> _How to complete this task_
Once you have read the listing below, write all of it out again exactly.

▼

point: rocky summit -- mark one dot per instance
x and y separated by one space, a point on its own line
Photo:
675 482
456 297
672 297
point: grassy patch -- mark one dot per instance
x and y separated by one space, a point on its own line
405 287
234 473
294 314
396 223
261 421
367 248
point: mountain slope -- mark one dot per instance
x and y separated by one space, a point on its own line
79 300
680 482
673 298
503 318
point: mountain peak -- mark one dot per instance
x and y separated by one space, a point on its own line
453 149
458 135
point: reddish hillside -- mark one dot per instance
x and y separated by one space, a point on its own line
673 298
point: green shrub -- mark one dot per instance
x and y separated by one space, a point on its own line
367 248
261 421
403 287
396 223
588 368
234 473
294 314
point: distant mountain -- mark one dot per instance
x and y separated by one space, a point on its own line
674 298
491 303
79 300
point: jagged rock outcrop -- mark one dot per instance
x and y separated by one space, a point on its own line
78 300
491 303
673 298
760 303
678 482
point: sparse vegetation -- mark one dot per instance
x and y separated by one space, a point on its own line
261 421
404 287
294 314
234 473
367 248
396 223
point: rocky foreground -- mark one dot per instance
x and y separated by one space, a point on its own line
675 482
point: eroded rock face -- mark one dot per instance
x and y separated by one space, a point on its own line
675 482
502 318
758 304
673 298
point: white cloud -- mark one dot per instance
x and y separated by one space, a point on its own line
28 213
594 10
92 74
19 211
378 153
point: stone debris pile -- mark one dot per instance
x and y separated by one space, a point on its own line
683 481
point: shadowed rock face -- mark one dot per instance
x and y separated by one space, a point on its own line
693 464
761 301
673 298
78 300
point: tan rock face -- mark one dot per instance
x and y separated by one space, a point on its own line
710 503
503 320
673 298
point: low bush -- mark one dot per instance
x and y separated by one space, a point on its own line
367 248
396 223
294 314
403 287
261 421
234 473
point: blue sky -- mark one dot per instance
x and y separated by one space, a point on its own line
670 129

▲

> _Output of the exercise_
point: rocky summit -- mark one dot per instance
x and y separated by one space, a point on its own line
Photo:
675 482
456 297
672 297
point: grassy patch -- mark one dot per instance
x and y separated by one space, a point on its own line
405 287
234 473
294 314
396 223
261 421
367 248
point: mountain slope -- mark one dot per instance
x and y separated by one space, a point on its own line
79 300
680 482
673 298
503 318
point: mountain peak -- mark one dot per instance
x and y separated by one space, a point on its own line
453 149
458 135
point: reddish hillside -- mark one dot per instance
x and y separated by one space, a point on its own line
673 298
point: green shrub -- mark one dot per instance
x and y separated by one space, a point on its own line
367 248
261 421
403 287
396 223
588 368
234 473
294 314
point: distant mountain -- mark one dot per instance
x and y separated by one space, a point on its own line
674 298
491 303
79 300
point: jagged rock outcrop -- mark one dot per instance
x and y separated by one space, a point on its own line
78 300
491 303
673 298
760 303
678 482
point: sparse vegetation -- mark one dot per instance
x and y separated by one space, a point on its own line
261 421
404 287
294 314
234 473
367 248
396 223
point: rocky foreground -- mark one dot per instance
x and y separated by one space, a point on its own line
675 482
point: eroded rock face -- mark one dot per instance
x and y separated by one space, a point on its own line
675 482
502 318
758 304
673 298
point: white cloud -- mark one dot per instance
x and y separated by one space, a point on its own line
28 213
594 10
92 74
19 211
378 153
point: stone debris pile -- mark one dot per instance
x and y separated by one space, a point on its own line
683 481
point: shadowed rock face -- mark one dot per instance
x and y separated by one space, a point on its own line
693 464
761 301
673 298
78 300
point: tan rock face -- mark one dot per instance
x and y separated by one space, a point on its own line
710 503
503 320
673 298
point: low bush -- mark one dot per instance
x and y separated by one space, a point on its own line
367 248
396 223
294 314
403 287
261 421
234 473
point: blue sky -- mark one dot per instance
x and y separated by one space, a point on its own line
670 129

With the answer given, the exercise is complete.